Direction a
Pull out each line in the entries below that contains the word "module".

Page
Download Cura, and use this profile:
https://www.youtube.com/watch?v=CdFGfWwfVYU
Have you bought filament separately ? You will need it so do that.
Glance over this playlist before you start
https://www.youtube.com/watch?v=kWtApxaJRck&list=PLVctiritf4zSqDkZN7UQHEgCXiarOpJu7
and this one
https://www.youtube.com/watch?v=LV1Nnohwqik, check out the channel in general. Even tells you how to deal with jams and clogs so in general, a good resource.
Find something to print here:
https://www.thingiverse.com/search?q=benchy&page=1&type=things&sort=relevant
There is a lot of hit and miss here so patience is key. You will need upgrades to your machine once you get used to it, my top recommended are
-All metal extruder (the plastic ones break)
-Yellow bed springs (much stiffer)
- Glass print bed (the one on the v2 on mine was bent)
- Firmware upgrade to 2.x
- UI upgrade to 2.x or maybe use Gyvers. (adds manual 16 point probing to your machine but the stock firmware on the ender doesnt save any Z offset values)
Also dont forget to PID tune, set up e steps, flow rate.
Good luck out there.

>> No.2516269

>>2516247
Try and get it working properly with the provided equipment before you start throwing parts at it. It's a perfectly decent machine as is if operated properly.

>> No.2516271

>>2516247
And please make sure that wherever you place it, there is no air draft or any rapid temperature changes because they fuck up prints, like a lot. Clean your bed with isopropyl alcohol, works wonders with adhesion. I do that after every 2-3 prints. You can feel it when you dont lol.

>> No.2516273

>>2516266
>Download Cura, and use this profile:
already good for that, i got a trial of fusion360 too and did a bit of playing around with it. i feel pretty retarded using it but i followed a guide and made a thing that feels pretty good.
>bought filament separately ?
yeah 2 kilo pla+
>Glance over this playlist before you start
i've already watched a lot of videos about them when i was deciding on what to buy, and i absorbed some information like, i'm meant to wipe the bed down with alcohol before using it, and that a lever on the extruder (or something) breaks often and it's good to print a new one. i think i'll just try and follow the paper guide they sent me and see if that's sufficient to get it setup, i'm more wondering what stuff after that is important.
like, setting esteps. i don't really know what that means, i guess it means making sure that each unit the stepper motor moves is repeatable and standard.
do i need to set my belt tensions to some certain value?
leveling the bed is a thing i need to do. i figure it would also be good to figure out my maximum volumetric flowrate to maximize print speed. i've also seen a thing where people print cubes and use calipers on them in order to check how dimensionally accurate the machine is. i don't know what that's called but that's the type of stuff i'm asking about. what sort of stuff i need to dial in or test before it's totally good to go.

Recorded data
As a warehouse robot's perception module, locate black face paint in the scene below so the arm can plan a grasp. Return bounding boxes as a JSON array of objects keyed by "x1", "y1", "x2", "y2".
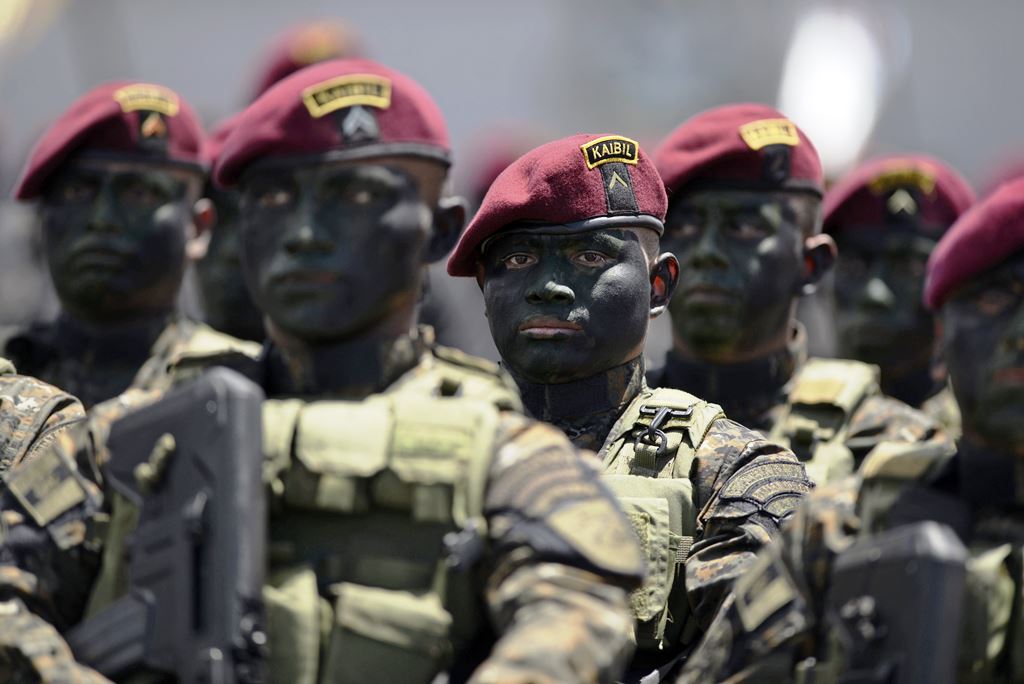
[
  {"x1": 662, "y1": 189, "x2": 805, "y2": 362},
  {"x1": 836, "y1": 226, "x2": 936, "y2": 376},
  {"x1": 482, "y1": 228, "x2": 651, "y2": 384},
  {"x1": 42, "y1": 158, "x2": 195, "y2": 322},
  {"x1": 941, "y1": 252, "x2": 1024, "y2": 454},
  {"x1": 240, "y1": 161, "x2": 432, "y2": 343},
  {"x1": 196, "y1": 188, "x2": 264, "y2": 341}
]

Direction b
Rewrite the printer thread between "- Firmware upgrade" and "you dont lol.", inclusive, replacing "isopropyl alcohol" with "rubbing alcohol".

Complete response a
As a warehouse robot's perception module, locate black face paint in the scene below so the arm can plan a grasp. Return bounding boxes as a JSON array of objects keyed by "x1", "y1", "x2", "y2".

Complete response b
- Firmware upgrade to 2.x
- UI upgrade to 2.x or maybe use Gyvers. (adds manual 16 point probing to your machine but the stock firmware on the ender doesnt save any Z offset values)
Also dont forget to PID tune, set up e steps, flow rate.
Good luck out there.

>> No.2516269

>>2516247
Try and get it working properly with the provided equipment before you start throwing parts at it. It's a perfectly decent machine as is if operated properly.

>> No.2516271

>>2516247
And please make sure that wherever you place it, there is no air draft or any rapid temperature changes because they fuck up prints, like a lot. Clean your bed with rubbing alcohol, works wonders with adhesion. I do that after every 2-3 prints. You can feel it when you dont lol.